*WHAT TO DO*: Take each line in the entries below that holds "white" and show it.

*SOURCE DATA*:
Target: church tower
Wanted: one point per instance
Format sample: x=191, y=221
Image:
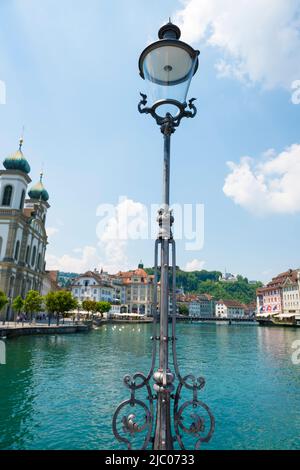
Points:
x=23, y=237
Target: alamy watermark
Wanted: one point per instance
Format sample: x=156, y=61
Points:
x=296, y=93
x=130, y=220
x=2, y=92
x=2, y=352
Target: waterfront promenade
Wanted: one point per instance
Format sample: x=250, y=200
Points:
x=13, y=330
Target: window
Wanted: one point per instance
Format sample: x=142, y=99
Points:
x=17, y=250
x=27, y=255
x=33, y=256
x=7, y=195
x=22, y=199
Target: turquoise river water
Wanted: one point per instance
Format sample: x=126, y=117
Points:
x=59, y=392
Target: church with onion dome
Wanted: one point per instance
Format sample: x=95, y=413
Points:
x=23, y=238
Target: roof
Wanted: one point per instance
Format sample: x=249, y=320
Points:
x=278, y=281
x=231, y=303
x=139, y=272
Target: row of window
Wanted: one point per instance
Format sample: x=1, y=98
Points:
x=7, y=197
x=32, y=261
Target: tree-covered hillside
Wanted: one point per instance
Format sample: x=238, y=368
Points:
x=207, y=282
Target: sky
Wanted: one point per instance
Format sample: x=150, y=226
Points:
x=70, y=76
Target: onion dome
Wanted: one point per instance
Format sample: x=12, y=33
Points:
x=17, y=161
x=38, y=191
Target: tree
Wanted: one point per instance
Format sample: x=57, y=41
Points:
x=18, y=305
x=103, y=307
x=183, y=310
x=51, y=305
x=3, y=301
x=33, y=303
x=65, y=303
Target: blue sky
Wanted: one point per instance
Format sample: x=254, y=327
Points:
x=70, y=69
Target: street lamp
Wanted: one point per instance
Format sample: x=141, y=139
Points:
x=168, y=65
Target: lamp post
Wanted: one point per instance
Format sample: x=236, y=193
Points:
x=168, y=65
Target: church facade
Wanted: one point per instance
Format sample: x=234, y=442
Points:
x=23, y=237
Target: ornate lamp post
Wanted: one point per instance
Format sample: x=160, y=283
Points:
x=168, y=65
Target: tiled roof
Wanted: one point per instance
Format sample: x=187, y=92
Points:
x=278, y=281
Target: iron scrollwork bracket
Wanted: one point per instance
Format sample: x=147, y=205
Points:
x=201, y=424
x=131, y=424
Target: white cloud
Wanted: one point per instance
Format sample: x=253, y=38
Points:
x=194, y=265
x=126, y=221
x=51, y=231
x=88, y=259
x=268, y=186
x=259, y=39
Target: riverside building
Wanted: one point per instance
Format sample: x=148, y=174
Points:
x=23, y=237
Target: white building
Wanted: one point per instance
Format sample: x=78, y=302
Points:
x=291, y=294
x=202, y=307
x=139, y=290
x=229, y=309
x=23, y=237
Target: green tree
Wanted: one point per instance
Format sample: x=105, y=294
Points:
x=33, y=303
x=18, y=305
x=3, y=302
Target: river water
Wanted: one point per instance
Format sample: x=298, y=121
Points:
x=59, y=392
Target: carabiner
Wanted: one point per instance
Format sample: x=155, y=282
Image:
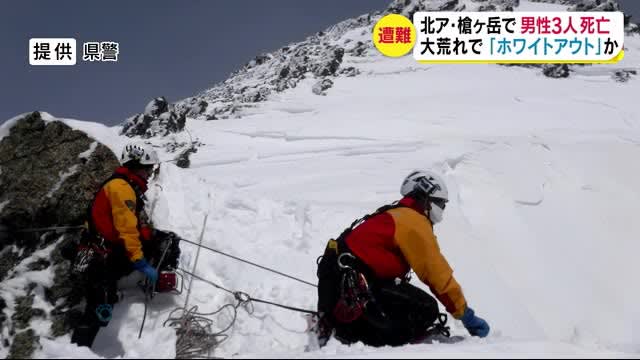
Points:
x=341, y=265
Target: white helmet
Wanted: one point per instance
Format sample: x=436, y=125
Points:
x=430, y=186
x=142, y=153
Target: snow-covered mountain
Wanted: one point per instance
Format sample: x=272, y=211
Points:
x=540, y=230
x=319, y=57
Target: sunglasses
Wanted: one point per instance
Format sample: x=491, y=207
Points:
x=439, y=202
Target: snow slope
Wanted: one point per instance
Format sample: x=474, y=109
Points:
x=541, y=228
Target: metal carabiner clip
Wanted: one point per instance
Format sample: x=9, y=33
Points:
x=341, y=265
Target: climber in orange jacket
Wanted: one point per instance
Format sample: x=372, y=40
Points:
x=120, y=238
x=383, y=308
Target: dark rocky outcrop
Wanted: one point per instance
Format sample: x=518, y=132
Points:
x=49, y=172
x=321, y=86
x=159, y=119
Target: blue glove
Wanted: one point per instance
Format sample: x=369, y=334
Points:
x=143, y=266
x=475, y=325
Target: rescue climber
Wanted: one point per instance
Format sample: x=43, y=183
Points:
x=363, y=289
x=120, y=239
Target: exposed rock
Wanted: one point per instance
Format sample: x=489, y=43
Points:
x=30, y=155
x=183, y=159
x=321, y=86
x=39, y=265
x=624, y=75
x=49, y=174
x=8, y=260
x=556, y=70
x=24, y=344
x=159, y=119
x=24, y=311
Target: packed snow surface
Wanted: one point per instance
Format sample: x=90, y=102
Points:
x=541, y=228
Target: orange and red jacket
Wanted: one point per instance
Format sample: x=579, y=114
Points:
x=117, y=212
x=400, y=239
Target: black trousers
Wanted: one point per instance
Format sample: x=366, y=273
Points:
x=102, y=284
x=101, y=288
x=402, y=313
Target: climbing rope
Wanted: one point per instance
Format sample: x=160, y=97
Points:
x=194, y=330
x=246, y=298
x=250, y=263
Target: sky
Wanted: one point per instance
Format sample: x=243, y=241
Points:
x=168, y=48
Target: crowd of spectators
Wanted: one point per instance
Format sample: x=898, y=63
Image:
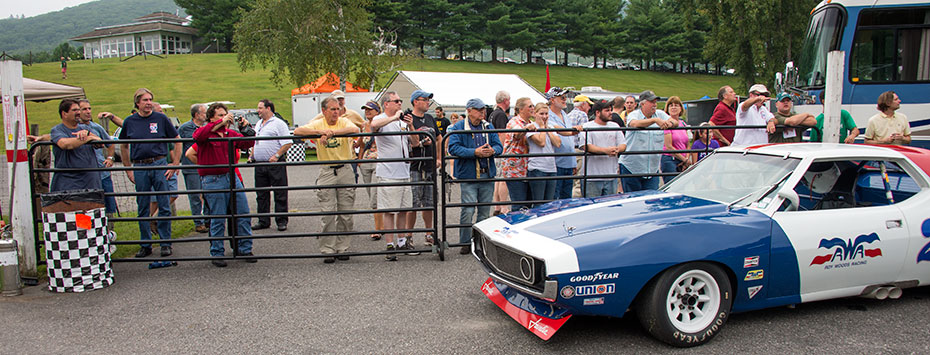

*EXERCISE RESULT*:
Target: white cloud
Target: white building
Target: white helmet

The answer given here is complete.